Your instructions:
Arrange every line of the records below as a Markdown table with the columns "Row" and "Record line", putting a row number in the first column and the line in the second, and omit blank lines.

╭─ Raw records

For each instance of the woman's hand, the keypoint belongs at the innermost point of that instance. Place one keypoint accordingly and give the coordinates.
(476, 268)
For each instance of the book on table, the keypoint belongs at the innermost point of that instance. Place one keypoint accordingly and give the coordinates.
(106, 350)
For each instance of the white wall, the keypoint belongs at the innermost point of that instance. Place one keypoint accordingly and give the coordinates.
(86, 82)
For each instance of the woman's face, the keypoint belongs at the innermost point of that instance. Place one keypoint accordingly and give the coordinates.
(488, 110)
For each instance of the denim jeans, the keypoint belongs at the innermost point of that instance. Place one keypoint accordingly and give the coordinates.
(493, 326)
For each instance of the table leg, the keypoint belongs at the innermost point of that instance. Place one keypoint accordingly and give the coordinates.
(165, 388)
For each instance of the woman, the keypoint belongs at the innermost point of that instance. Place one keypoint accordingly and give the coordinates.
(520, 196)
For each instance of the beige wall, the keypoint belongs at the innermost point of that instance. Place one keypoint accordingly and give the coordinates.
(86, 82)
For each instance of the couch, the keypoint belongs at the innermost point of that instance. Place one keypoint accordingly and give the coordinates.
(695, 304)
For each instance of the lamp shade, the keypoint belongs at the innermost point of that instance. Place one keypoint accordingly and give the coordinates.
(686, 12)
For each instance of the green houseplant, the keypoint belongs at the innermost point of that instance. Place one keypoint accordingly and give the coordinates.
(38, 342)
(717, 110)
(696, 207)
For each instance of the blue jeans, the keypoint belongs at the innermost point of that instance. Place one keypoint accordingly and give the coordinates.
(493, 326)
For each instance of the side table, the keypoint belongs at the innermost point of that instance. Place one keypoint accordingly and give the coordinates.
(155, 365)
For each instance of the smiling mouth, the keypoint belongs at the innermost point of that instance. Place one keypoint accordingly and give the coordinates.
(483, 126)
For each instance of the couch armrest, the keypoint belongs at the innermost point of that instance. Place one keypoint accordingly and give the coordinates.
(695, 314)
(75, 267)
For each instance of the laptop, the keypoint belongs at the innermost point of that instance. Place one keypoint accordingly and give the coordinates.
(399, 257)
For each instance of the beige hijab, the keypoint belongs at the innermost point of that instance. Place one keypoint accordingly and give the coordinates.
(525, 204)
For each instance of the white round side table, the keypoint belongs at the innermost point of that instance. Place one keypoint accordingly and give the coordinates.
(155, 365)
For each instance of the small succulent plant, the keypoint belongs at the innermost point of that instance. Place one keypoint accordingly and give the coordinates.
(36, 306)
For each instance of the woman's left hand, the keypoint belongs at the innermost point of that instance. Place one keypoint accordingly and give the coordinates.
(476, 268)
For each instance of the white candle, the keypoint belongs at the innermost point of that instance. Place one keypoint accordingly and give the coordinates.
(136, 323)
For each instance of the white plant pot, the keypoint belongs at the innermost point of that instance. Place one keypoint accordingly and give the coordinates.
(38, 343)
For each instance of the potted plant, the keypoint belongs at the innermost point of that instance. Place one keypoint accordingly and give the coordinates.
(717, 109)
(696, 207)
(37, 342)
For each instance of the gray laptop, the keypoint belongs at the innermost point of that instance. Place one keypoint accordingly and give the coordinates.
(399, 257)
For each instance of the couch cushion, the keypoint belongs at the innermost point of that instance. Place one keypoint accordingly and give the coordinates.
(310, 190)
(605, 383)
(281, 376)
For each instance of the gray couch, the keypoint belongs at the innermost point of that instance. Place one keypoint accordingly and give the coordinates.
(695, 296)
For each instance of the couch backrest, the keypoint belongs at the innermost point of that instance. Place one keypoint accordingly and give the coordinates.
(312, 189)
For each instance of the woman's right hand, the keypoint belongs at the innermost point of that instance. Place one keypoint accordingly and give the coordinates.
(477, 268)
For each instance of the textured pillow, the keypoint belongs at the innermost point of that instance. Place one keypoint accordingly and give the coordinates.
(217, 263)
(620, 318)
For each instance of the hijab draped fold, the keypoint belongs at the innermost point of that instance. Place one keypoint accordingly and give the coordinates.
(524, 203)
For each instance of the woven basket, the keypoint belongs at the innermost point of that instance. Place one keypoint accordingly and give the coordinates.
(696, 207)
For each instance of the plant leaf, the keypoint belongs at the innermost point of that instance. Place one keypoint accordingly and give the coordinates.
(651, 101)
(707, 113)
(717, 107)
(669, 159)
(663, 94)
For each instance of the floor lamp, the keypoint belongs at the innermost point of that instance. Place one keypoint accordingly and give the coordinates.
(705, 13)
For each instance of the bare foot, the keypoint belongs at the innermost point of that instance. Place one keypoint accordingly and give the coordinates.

╰─

Exercise result:
| Row | Record line |
|---|---|
| 1 | For each instance of the woman's hand, the keypoint belongs at the innermost point of that instance. Place one keypoint accordingly and give the coordinates. |
| 2 | (476, 268) |
| 3 | For each instance of the book on table, the keypoint belongs at the innermost point of that instance. Place one keypoint accordingly and give the coordinates. |
| 4 | (106, 350) |
| 5 | For each instance of the white wall, the keypoint belongs at the innermost point of that instance. Place one keypoint accordingly and give the coordinates. |
| 6 | (86, 82) |
| 7 | For each instance of the woman's face, the keypoint belongs at the innermost point of that instance. Place one keypoint accordingly and give the coordinates. |
| 8 | (488, 110) |
| 9 | For each instance of the denim jeans, the keypoint belongs at the innermost point of that instance. Place one keypoint accordingly and give the coordinates. |
| 10 | (493, 326) |
| 11 | For each instance of the table leg, the keypoint belongs at the innermost point of that instance. Place one keypoint accordingly and give the coordinates. |
| 12 | (165, 388) |
| 13 | For each instance of the woman, the keypoint belongs at the innermost point of that instance. Place one keypoint accordingly and give the coordinates. |
| 14 | (520, 196) |
| 15 | For each instance of the beige wall, the keypoint belongs at the innermost point of that instance. Place one keypoint accordingly and give the coordinates. |
| 16 | (86, 82) |
| 17 | For each instance of the couch, the keypoint belongs at the innermost point of that instance. Place one keypoint accordingly and give the coordinates. |
| 18 | (695, 304) |
| 19 | For each instance of the lamp shade, the keypoint belongs at the innermost point of that instance. Place one keypoint accordingly and give the coordinates. |
| 20 | (686, 12) |
| 21 | For each instance of the green houseplant, the keypoint belongs at the innermost point of that instance. Place one keypoint accordingly and give the coordinates. |
| 22 | (38, 342) |
| 23 | (717, 110) |
| 24 | (696, 207) |
| 25 | For each instance of the blue jeans, the keypoint belongs at the innermost point of that instance. Place one keypoint accordingly and give the coordinates. |
| 26 | (493, 326) |
| 27 | For each instance of the side table, the keypoint belongs at the innermost point of that instance. Place one keypoint accordingly and give the coordinates. |
| 28 | (155, 365) |
| 29 | For each instance of the smiling mouth, the keypoint belongs at the innermost point of that instance. Place one keypoint accordingly and give the coordinates. |
| 30 | (483, 126) |
| 31 | For each instance of the couch armrest, the keypoint belongs at the innermost point of that instance. Place one keypoint accordingly and give the coordinates. |
| 32 | (695, 314) |
| 33 | (75, 267) |
| 34 | For each instance of the laptop, the keypoint belongs at the innermost point of that instance. Place one keypoint accordingly and give the coordinates. |
| 35 | (399, 257) |
| 36 | For each instance of the beige hijab, the keypoint belongs at the innermost point of that instance. Place one keypoint accordingly and give the coordinates. |
| 37 | (525, 204) |
| 38 | For each instance of the white round side table, the keypoint belongs at the innermost point of that instance. Place one keypoint accordingly and give the coordinates. |
| 39 | (155, 365) |
| 40 | For each instance of the small succulent plant, the keypoint belongs at the innermost point of that instance. Place one keypoint accordingly and give the coordinates. |
| 41 | (36, 306) |
| 42 | For each instance of the woman's left hand, the keypoint belongs at the innermost point of that instance. Place one keypoint accordingly and give the coordinates. |
| 43 | (476, 268) |
| 44 | For each instance of the white candle, the keypoint belongs at the innermost point of that instance. Place one keypoint accordingly and give the coordinates. |
| 45 | (136, 323) |
| 46 | For each instance of the white plant pot, the keypoint belongs at the innermost point of that instance. Place one keypoint accordingly and give the coordinates. |
| 47 | (38, 343) |
| 48 | For each instance of the potted plant, the keypoint belongs at the innermost point of that instance. Place one keypoint accordingly and give the coordinates. |
| 49 | (717, 109) |
| 50 | (696, 207) |
| 51 | (37, 342) |
| 52 | For each instance of the gray laptop, the keypoint belongs at the innermost point of that instance. Place one keypoint accordingly and give the coordinates. |
| 53 | (399, 257) |
| 54 | For each instance of the couch cushion, the keypoint belongs at the innermost point of that instance. Place one keypoint accordingly and give the coordinates. |
| 55 | (310, 190) |
| 56 | (605, 383) |
| 57 | (281, 376) |
| 58 | For each instance of the gray couch, the keypoint belongs at the innermost point of that instance. Place one keypoint accordingly and give the coordinates. |
| 59 | (695, 296) |
| 60 | For each instance of the couch backrest, the keypoint belongs at the innermost point of that instance. Place one keypoint accordingly and give the coordinates. |
| 61 | (312, 189) |
| 62 | For each instance of the woman's right hand, the keypoint belongs at the innermost point of that instance. Place one keypoint accordingly and give the coordinates. |
| 63 | (477, 268) |
| 64 | For each instance of the textured pillow, the keypoint belongs at the innermost point of that instance. Place one keypoint accordingly and give the coordinates. |
| 65 | (217, 263) |
| 66 | (620, 318) |
| 67 | For each instance of the hijab draped fold, the keypoint belongs at the innermost point of that instance. Place one keypoint accordingly and give the coordinates. |
| 68 | (524, 203) |
| 69 | For each instance of the woven basket, the keypoint belongs at the innermost point of that instance. Place one keypoint accordingly and give the coordinates. |
| 70 | (696, 207) |
| 71 | For each instance of the plant leaf, the keypoint belongs at the innermost point of that instance. Place one keypoint accordingly and give the coordinates. |
| 72 | (651, 101) |
| 73 | (707, 113) |
| 74 | (717, 107) |
| 75 | (669, 159) |
| 76 | (663, 94) |
| 77 | For each instance of the floor lamp, the keypoint belongs at the innermost point of that instance. Place one keypoint accordingly and give the coordinates. |
| 78 | (705, 13) |
| 79 | For each instance of the bare foot, the keypoint belongs at the innermost point of that instance. Place one keypoint accordingly and give the coordinates. |